### THE RECORDS
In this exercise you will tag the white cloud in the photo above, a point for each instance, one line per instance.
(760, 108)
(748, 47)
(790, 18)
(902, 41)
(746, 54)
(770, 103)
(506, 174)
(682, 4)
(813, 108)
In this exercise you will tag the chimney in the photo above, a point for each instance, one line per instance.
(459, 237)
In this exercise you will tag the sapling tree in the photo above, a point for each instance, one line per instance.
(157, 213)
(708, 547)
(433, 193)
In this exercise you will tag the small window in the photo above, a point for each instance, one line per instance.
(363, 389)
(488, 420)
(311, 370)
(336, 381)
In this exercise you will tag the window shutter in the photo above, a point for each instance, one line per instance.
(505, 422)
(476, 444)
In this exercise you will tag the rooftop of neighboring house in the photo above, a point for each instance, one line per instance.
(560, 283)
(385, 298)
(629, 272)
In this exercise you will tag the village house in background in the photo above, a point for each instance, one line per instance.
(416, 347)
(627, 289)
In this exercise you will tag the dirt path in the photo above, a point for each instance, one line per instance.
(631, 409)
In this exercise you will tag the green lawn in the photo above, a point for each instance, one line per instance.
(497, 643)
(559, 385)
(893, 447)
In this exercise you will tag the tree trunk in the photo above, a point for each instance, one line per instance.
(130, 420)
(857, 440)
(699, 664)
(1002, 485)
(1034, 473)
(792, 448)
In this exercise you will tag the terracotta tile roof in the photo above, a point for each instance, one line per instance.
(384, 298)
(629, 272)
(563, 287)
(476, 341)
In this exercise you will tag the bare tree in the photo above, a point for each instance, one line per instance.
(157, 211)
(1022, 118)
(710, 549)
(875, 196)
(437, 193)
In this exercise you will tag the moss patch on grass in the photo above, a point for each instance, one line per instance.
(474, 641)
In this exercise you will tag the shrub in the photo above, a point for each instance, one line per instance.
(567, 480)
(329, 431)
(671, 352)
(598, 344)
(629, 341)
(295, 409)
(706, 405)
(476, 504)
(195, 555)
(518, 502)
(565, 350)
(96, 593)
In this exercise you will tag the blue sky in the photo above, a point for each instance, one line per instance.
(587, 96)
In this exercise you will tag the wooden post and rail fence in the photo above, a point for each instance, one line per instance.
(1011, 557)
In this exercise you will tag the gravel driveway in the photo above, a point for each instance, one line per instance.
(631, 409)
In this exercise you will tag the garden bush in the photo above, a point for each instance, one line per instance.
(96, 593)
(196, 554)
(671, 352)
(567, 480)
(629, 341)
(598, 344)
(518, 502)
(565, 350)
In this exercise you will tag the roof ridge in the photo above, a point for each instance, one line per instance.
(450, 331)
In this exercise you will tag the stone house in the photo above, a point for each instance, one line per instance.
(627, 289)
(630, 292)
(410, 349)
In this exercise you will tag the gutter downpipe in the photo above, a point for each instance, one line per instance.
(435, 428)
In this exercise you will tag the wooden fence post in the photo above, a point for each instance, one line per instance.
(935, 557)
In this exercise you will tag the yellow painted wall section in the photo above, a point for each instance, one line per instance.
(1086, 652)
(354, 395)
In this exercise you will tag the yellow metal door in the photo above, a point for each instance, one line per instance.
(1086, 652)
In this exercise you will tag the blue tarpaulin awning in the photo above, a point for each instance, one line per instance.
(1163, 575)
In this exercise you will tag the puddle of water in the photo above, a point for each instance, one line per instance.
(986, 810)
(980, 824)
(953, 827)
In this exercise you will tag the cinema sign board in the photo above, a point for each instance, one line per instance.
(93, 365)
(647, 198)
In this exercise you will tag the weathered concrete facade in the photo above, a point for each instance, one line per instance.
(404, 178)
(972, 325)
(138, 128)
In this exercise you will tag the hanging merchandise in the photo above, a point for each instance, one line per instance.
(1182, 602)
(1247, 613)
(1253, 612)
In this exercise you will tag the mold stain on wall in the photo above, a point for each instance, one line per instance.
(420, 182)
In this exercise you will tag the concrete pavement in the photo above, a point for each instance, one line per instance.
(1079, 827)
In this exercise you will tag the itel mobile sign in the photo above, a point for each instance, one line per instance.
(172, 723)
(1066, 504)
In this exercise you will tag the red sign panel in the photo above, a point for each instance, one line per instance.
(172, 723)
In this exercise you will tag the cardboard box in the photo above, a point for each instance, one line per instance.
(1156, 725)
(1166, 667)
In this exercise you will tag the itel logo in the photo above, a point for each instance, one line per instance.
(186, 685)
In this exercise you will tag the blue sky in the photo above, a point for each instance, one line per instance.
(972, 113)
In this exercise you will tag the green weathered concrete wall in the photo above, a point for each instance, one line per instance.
######
● **WHAT THIS TASK INVOLVES**:
Convert the records from the line containing "In this exercise you will tag the itel logo" up to and including the last line of the records into a Markdown table with the columns No. and Text. Number each line in order and leave out any blank lines.

● **WRITTEN RESPONSE**:
| No. | Text |
|---|---|
| 1 | In this exercise you will tag the itel logo in the photo above, a point for each instance, one line per instance. |
| 2 | (186, 685) |
| 3 | In this exercise you will tag the blue sky in the photo above, a point for each instance, one line per instance. |
| 4 | (972, 113) |
| 5 | In this exercise you will tag the green weathered concrete wall in the photo above, a point for each instance, one line per instance. |